** Given request **
Gather each line of the listing that contains the word "clear" and copy those lines in their original order.

- - - - - - -

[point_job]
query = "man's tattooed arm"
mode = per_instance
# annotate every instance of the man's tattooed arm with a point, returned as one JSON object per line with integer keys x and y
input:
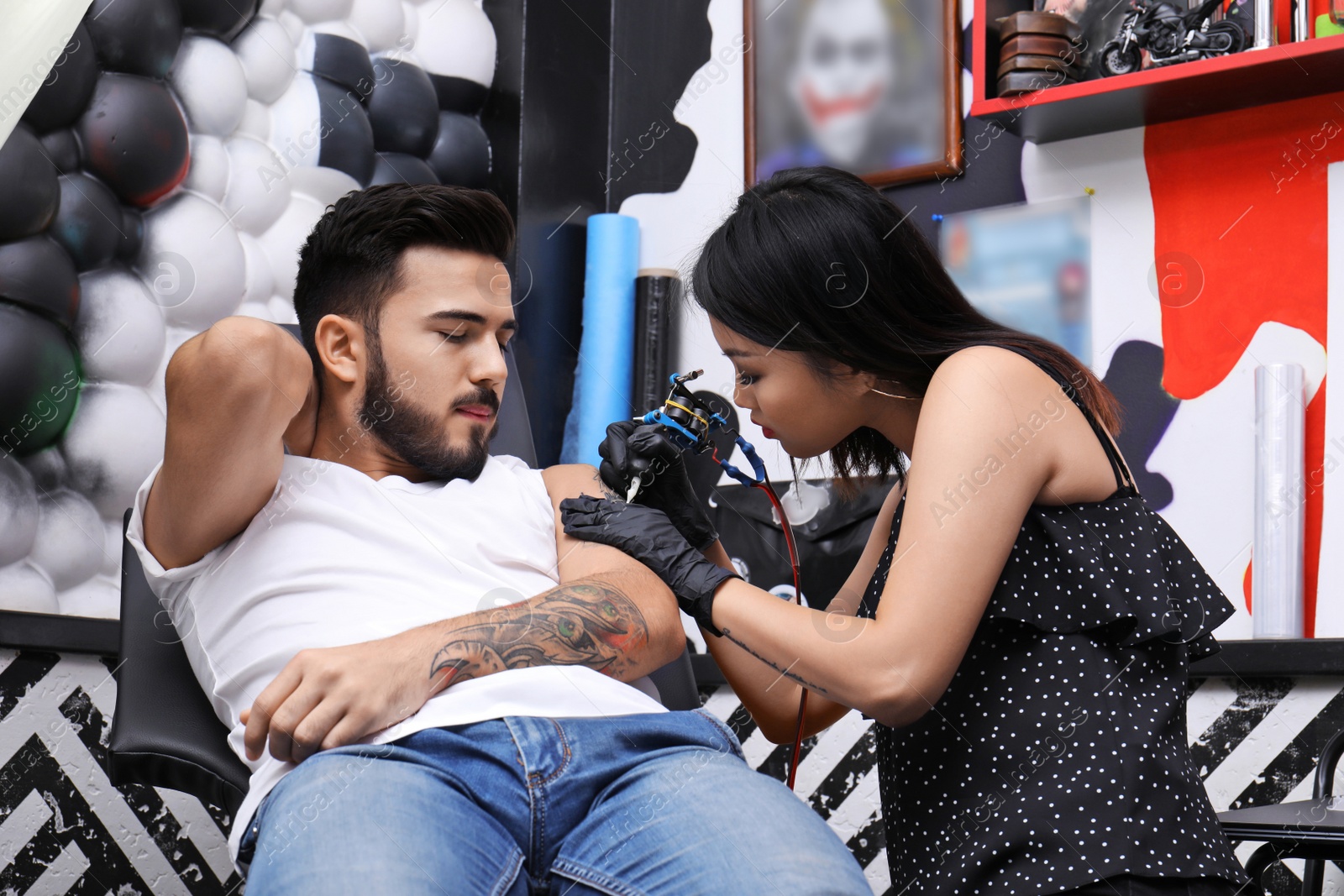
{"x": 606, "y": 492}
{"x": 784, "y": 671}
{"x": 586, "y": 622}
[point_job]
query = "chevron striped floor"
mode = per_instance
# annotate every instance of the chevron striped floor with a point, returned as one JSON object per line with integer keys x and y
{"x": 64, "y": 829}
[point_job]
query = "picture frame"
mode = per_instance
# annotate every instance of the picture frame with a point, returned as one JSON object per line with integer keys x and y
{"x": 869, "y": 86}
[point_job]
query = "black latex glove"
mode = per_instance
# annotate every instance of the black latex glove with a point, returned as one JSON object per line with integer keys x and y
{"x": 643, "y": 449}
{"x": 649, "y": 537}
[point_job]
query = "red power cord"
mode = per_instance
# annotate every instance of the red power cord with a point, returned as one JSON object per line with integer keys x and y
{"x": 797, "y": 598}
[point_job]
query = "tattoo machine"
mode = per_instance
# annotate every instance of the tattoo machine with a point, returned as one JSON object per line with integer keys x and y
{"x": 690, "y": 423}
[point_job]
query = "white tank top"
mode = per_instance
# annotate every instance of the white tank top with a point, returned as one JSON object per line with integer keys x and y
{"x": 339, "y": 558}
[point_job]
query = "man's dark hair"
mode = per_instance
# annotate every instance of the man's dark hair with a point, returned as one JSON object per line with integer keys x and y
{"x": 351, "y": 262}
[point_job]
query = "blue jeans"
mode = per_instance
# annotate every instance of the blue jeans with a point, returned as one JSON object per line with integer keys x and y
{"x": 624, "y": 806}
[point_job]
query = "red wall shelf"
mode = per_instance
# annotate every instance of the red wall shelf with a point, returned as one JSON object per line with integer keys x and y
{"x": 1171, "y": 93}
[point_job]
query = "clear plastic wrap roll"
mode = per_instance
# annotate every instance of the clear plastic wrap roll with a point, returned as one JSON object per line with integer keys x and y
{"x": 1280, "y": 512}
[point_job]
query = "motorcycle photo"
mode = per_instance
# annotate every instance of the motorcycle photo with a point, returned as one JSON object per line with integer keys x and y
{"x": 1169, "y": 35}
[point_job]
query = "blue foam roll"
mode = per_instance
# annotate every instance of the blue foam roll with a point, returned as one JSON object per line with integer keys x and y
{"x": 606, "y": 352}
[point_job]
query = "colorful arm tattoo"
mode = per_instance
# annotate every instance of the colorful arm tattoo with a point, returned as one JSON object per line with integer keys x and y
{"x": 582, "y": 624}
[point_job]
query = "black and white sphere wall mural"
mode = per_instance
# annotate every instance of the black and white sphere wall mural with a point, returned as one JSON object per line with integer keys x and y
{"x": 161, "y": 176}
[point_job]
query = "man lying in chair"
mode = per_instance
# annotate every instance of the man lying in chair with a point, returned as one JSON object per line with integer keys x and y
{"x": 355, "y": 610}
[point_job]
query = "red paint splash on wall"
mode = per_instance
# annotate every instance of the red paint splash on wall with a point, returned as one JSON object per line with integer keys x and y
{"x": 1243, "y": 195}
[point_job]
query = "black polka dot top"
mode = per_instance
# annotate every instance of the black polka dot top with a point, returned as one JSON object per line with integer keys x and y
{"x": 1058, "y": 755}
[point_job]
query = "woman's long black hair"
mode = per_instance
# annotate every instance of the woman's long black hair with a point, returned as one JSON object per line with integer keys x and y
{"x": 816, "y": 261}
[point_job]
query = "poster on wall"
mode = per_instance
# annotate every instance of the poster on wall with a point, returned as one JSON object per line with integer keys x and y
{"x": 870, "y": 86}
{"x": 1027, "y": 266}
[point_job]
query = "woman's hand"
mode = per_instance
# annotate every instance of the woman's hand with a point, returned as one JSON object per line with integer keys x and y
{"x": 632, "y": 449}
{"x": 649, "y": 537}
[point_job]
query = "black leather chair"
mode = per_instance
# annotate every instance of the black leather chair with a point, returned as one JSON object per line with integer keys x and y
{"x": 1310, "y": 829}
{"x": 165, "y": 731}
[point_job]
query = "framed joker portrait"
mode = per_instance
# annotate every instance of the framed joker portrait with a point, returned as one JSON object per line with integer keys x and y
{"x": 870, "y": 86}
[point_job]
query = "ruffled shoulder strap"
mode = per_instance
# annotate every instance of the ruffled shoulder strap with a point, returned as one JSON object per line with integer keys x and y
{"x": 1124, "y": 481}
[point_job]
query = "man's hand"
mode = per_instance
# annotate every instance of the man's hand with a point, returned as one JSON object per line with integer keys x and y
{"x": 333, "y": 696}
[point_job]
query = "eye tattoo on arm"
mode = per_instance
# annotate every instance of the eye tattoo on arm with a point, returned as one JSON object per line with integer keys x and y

- - - - - - -

** Reply **
query = "clear plastic wrap roll"
# annotate every instance of the clear plastic wrap roll with a point, returned as one JSON object per line with integer keys x and y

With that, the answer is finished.